### Required task
Rewrite the lines starting with the one containing "# draw the outline of every instance of the red" and going on through the end of the entries, putting "silk lantern" in place of "paper lantern" and leaving everything else the same. Leave the pictures out of your answer.
** START Data rows **
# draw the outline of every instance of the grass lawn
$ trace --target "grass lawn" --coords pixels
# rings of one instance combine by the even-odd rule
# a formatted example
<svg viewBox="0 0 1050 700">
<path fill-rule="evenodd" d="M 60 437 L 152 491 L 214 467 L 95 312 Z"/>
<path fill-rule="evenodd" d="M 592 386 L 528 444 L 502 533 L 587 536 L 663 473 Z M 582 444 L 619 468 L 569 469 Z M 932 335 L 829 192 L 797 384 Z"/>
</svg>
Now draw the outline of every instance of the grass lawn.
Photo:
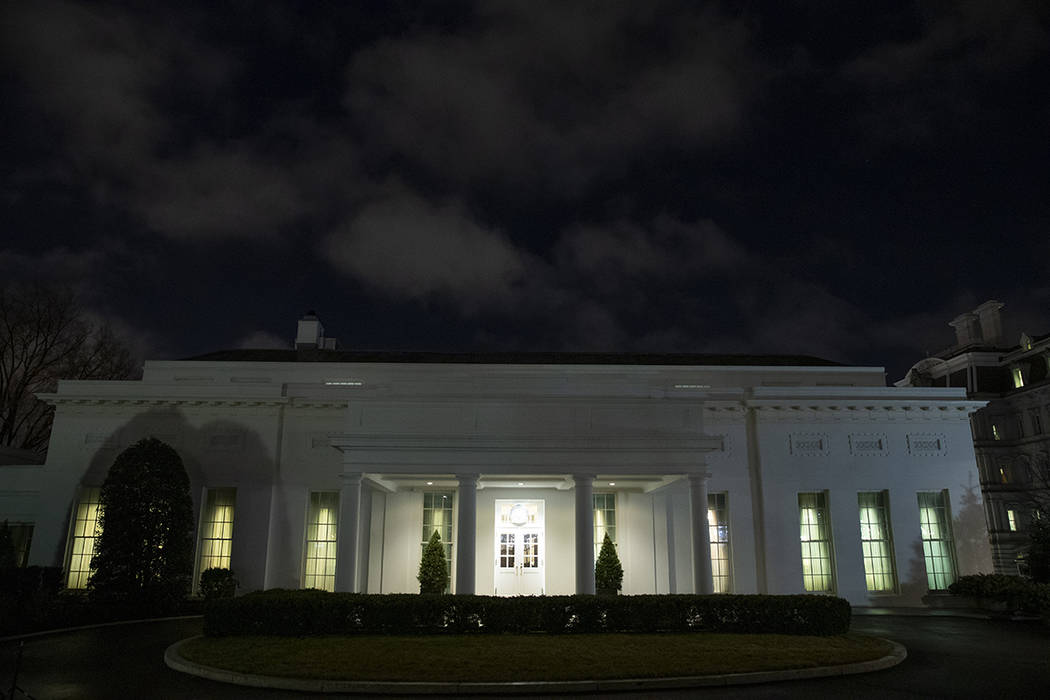
<svg viewBox="0 0 1050 700">
<path fill-rule="evenodd" d="M 804 669 L 877 659 L 889 649 L 854 634 L 534 634 L 201 638 L 184 644 L 182 655 L 291 678 L 528 681 Z"/>
</svg>

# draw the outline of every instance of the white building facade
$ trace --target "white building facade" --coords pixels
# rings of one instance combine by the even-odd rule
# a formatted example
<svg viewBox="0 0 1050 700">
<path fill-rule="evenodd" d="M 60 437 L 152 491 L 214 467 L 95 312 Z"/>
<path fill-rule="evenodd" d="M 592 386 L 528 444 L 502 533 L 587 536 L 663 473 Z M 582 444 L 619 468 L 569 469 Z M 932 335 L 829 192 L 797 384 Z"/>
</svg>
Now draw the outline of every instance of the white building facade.
<svg viewBox="0 0 1050 700">
<path fill-rule="evenodd" d="M 198 571 L 232 568 L 243 590 L 417 592 L 435 530 L 454 593 L 593 592 L 606 533 L 627 594 L 919 604 L 991 570 L 968 422 L 983 402 L 886 387 L 881 367 L 300 338 L 44 398 L 46 462 L 0 466 L 0 519 L 28 525 L 28 563 L 65 567 L 72 588 L 98 488 L 150 436 L 190 475 Z"/>
</svg>

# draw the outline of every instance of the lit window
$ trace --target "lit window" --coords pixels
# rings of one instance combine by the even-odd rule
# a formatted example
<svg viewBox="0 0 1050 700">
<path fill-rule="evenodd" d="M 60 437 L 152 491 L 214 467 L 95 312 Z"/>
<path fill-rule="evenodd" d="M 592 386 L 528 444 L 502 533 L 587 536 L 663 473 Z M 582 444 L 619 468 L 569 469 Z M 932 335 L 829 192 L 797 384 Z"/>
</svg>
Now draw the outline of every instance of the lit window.
<svg viewBox="0 0 1050 700">
<path fill-rule="evenodd" d="M 233 503 L 236 489 L 208 489 L 201 518 L 201 560 L 197 577 L 208 569 L 229 569 L 233 551 Z"/>
<path fill-rule="evenodd" d="M 66 588 L 82 589 L 94 573 L 91 557 L 94 555 L 94 538 L 102 534 L 99 527 L 99 494 L 102 489 L 81 489 L 80 499 L 74 508 L 72 530 L 69 535 L 69 565 Z"/>
<path fill-rule="evenodd" d="M 423 548 L 430 542 L 430 535 L 438 531 L 441 544 L 445 548 L 445 568 L 448 570 L 448 580 L 453 579 L 453 499 L 455 491 L 426 491 L 423 493 L 423 532 L 420 556 Z M 447 589 L 446 589 L 447 590 Z"/>
<path fill-rule="evenodd" d="M 860 545 L 864 556 L 864 581 L 872 593 L 897 590 L 894 545 L 889 537 L 886 492 L 858 493 Z"/>
<path fill-rule="evenodd" d="M 929 590 L 943 591 L 956 580 L 947 491 L 919 493 L 919 528 Z"/>
<path fill-rule="evenodd" d="M 616 494 L 594 494 L 594 560 L 602 551 L 606 533 L 612 544 L 616 544 Z"/>
<path fill-rule="evenodd" d="M 733 590 L 733 575 L 730 571 L 729 517 L 726 508 L 726 493 L 708 494 L 708 532 L 711 539 L 711 574 L 715 593 Z"/>
<path fill-rule="evenodd" d="M 798 494 L 802 540 L 802 586 L 811 593 L 834 593 L 832 528 L 823 492 Z"/>
<path fill-rule="evenodd" d="M 1011 369 L 1010 375 L 1013 377 L 1013 388 L 1020 389 L 1025 385 L 1025 377 L 1021 374 L 1021 367 Z"/>
<path fill-rule="evenodd" d="M 302 588 L 335 590 L 336 534 L 339 530 L 339 494 L 334 491 L 310 494 L 307 513 L 306 561 Z"/>
</svg>

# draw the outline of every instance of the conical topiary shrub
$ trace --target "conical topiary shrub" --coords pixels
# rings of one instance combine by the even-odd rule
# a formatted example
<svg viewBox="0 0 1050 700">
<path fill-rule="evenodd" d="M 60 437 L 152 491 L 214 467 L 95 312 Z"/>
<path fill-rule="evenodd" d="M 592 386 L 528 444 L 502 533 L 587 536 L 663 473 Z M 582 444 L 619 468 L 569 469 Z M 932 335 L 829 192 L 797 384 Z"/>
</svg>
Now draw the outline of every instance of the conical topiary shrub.
<svg viewBox="0 0 1050 700">
<path fill-rule="evenodd" d="M 444 593 L 448 587 L 448 567 L 445 564 L 445 546 L 441 535 L 435 530 L 430 540 L 423 548 L 423 558 L 419 561 L 419 592 Z"/>
<path fill-rule="evenodd" d="M 616 546 L 612 544 L 612 538 L 606 532 L 605 539 L 602 540 L 602 550 L 597 554 L 597 561 L 594 564 L 594 589 L 598 593 L 616 595 L 623 584 L 624 567 L 620 566 Z"/>
</svg>

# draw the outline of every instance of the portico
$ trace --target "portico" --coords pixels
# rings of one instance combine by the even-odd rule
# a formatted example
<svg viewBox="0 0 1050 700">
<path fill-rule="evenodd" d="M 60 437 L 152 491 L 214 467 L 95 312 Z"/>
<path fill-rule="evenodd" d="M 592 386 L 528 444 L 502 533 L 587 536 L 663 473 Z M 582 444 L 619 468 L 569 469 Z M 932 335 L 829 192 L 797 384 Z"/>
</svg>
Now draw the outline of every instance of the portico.
<svg viewBox="0 0 1050 700">
<path fill-rule="evenodd" d="M 453 592 L 498 594 L 502 590 L 506 594 L 519 594 L 526 590 L 594 593 L 595 482 L 603 486 L 618 485 L 616 488 L 621 492 L 649 499 L 672 484 L 686 482 L 693 509 L 689 532 L 692 558 L 700 559 L 699 564 L 692 565 L 693 590 L 712 591 L 707 516 L 709 474 L 701 455 L 720 449 L 719 438 L 665 433 L 606 436 L 598 441 L 591 437 L 480 439 L 435 436 L 423 439 L 342 434 L 332 437 L 331 444 L 342 453 L 343 462 L 337 590 L 362 590 L 362 570 L 370 566 L 358 556 L 357 546 L 366 536 L 359 507 L 362 484 L 384 494 L 424 487 L 454 489 Z M 438 471 L 454 466 L 461 470 Z M 479 491 L 491 494 L 484 501 L 487 508 L 492 508 L 495 517 L 479 518 Z M 570 491 L 571 501 L 568 501 L 564 496 Z M 526 519 L 514 522 L 516 506 Z M 564 511 L 566 506 L 571 510 L 571 517 L 565 517 L 566 513 L 562 512 L 553 518 L 561 536 L 548 545 L 548 509 Z M 498 521 L 499 507 L 505 511 L 505 527 L 502 528 Z M 571 548 L 564 546 L 567 539 L 565 523 L 572 524 Z M 392 533 L 391 536 L 397 538 L 399 535 Z M 386 537 L 384 531 L 381 538 L 385 540 Z M 490 552 L 495 556 L 489 557 Z M 551 590 L 543 582 L 542 574 L 550 567 L 563 573 L 571 567 L 570 590 Z M 486 585 L 484 590 L 479 590 L 479 572 L 483 569 L 487 569 L 482 577 Z M 526 576 L 533 582 L 522 588 L 511 585 L 509 576 Z M 489 579 L 491 585 L 487 584 Z M 539 590 L 533 591 L 537 588 Z M 564 588 L 564 585 L 554 585 L 554 589 Z"/>
</svg>

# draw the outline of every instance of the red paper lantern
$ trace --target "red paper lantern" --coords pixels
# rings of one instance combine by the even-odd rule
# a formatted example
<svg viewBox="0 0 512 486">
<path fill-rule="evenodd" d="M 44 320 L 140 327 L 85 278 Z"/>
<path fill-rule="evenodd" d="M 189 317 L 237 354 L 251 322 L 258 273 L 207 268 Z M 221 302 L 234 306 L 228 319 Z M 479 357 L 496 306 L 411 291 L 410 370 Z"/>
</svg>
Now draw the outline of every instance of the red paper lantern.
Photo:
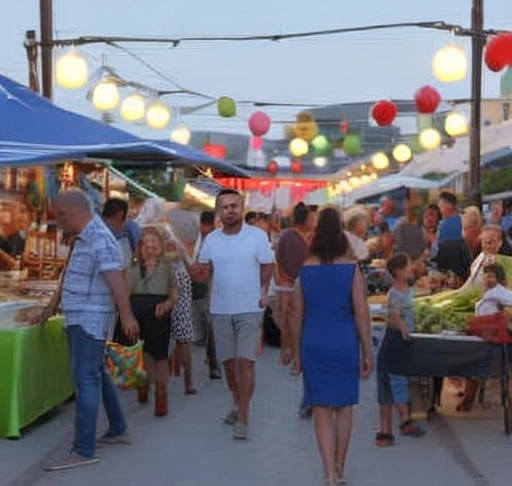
** END Data rows **
### Exercise result
# draw the outline of every instance of the red silk lantern
$ trace --target "red silk lantern" --coords pixels
# rings of one instance combine by the even-odd rule
# a formatted example
<svg viewBox="0 0 512 486">
<path fill-rule="evenodd" d="M 44 320 L 140 327 L 85 278 Z"/>
<path fill-rule="evenodd" d="M 189 317 L 237 354 L 251 322 L 258 273 L 207 268 Z M 221 302 L 234 306 L 228 319 Z M 479 357 L 496 306 L 411 291 L 410 370 Z"/>
</svg>
Now draw the outline of every instance of the red silk lantern.
Photo:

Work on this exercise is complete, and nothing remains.